ORDEM DE SERVIÇO 1:
No texto sobre latrocínios em São Paulo, de quantos para quantos casos subiu o número desses crimes?
ORDEM DE SERVIÇO 2:
Transcreva do texto sobre latrocínios em São Paulo o trecho que começa em "Outros fatores como" e vai até "opinião do sociólogo.".
ORDEM DE SERVIÇO 3:
Escreva a continuação do texto sobre o aumento dos latrocínios em São Paulo, partindo da última frase dele.

TRECHO CITADO:
Alta de 23% em latrocínios pode estar relacionada à pandemia, crise econômica, perda de renda e falta de fiscalização de armas

Os latrocínios, roubos seguidos de morte, cresceram 23% em relação ao mesmo período do ano passado, passando de 13 para 16 casos no estado de São Paulo. O dado faz parte do último balanço divulgado pela SSP (Secretaria de Segurança Pública) em maio.

Para o sociólogo e coordenador de projetos do Instituto Sou da Paz, Rafael Rocha, esse aumento pode ter sido causado pelo afrouxamento das regras sanitárias contra a Covid-19. No ano passado, nesse mesmo período, a doença registrava picos de contaminação e, por isso, a circulação de pessoas na rua era menor.

Outros fatores como crise econômica, níveis de desigualdade no país e perda de renda dos brasileiros durante a pandemia também podem ser causa indireta desse aumento, na opinião do sociólogo.

Ainda segundo Rafael, os latrocínios são “roubos que dão errado” pelo fato de que tanto o assaltante quanto a vítima ficam nervosos no momento da ação e, com isso, qualquer reação pode ser fatal. Algumas vezes, a ação do assaltante não se concretiza, mas reagir a uma abordagem acarreta diversos riscos.

INFORMAÇÕES EXIBIDAS:

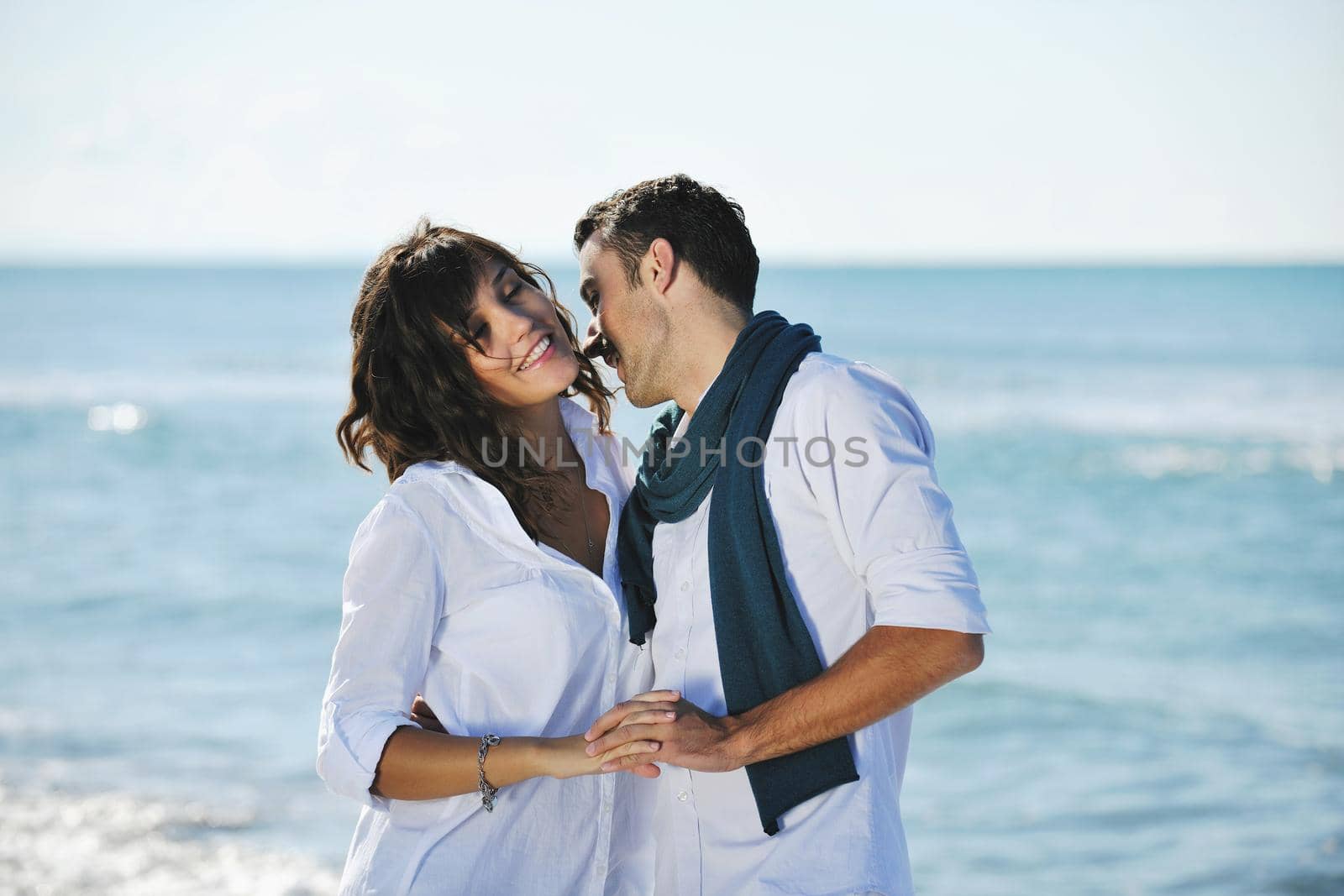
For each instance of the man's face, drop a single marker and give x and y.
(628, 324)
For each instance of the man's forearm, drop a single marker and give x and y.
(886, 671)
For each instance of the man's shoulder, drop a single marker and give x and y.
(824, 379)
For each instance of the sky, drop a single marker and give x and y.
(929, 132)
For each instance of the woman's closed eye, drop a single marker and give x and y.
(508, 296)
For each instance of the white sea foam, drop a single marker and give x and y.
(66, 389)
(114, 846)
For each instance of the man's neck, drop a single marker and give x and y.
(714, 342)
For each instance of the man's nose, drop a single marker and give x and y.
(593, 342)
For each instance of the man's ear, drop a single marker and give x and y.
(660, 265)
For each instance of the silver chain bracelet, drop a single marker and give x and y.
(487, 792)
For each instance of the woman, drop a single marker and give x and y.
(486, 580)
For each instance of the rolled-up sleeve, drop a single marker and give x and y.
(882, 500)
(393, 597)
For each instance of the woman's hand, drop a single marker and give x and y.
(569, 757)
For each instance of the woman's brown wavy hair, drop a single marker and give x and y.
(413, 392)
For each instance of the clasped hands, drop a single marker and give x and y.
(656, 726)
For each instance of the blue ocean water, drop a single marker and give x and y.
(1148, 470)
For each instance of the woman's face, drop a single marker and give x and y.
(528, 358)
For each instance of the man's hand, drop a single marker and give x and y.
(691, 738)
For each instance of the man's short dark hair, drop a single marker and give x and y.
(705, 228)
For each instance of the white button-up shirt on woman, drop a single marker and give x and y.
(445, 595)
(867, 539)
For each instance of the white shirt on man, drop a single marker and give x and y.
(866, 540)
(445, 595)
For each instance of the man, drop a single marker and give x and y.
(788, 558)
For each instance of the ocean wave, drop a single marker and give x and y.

RESPOSTA FINAL 1:
Subiu de 13 para 16 casos.

RESPOSTA FINAL 2:
Outros fatores como crise econômica, níveis de desigualdade no país e perda de renda dos brasileiros durante a pandemia também podem ser causa indireta desse aumento, na opinião do sociólogo.

RESPOSTA FINAL 3:
Mais do que estatísticas, esses números representam pessoas que tiveram sua vida interrompida por atos violentos que poderiam ter sido evitados caso não tivessem reagido, mas, sobretudo, se pudessem ter contado com políticas públicas de segurança por parte do Estado.

Em entrevista ao R7, o delegado-geral da Polícia Civil de São Paulo, Nico Gonçalves, recomendou que as pessoas não reajam em caso de assalto. “Bem material é bom deixar levar porque a gente conquista depois, mas é preciso prezar pela vida”, disse. Ele afirma, ainda, que a polícia tem trabalhado e realizado operações todos os dias para diminuir a taxa de criminalidade na maior metrópole brasileira. “É um desafio muito grande, mas aos poucos vamos entregando os resultados.”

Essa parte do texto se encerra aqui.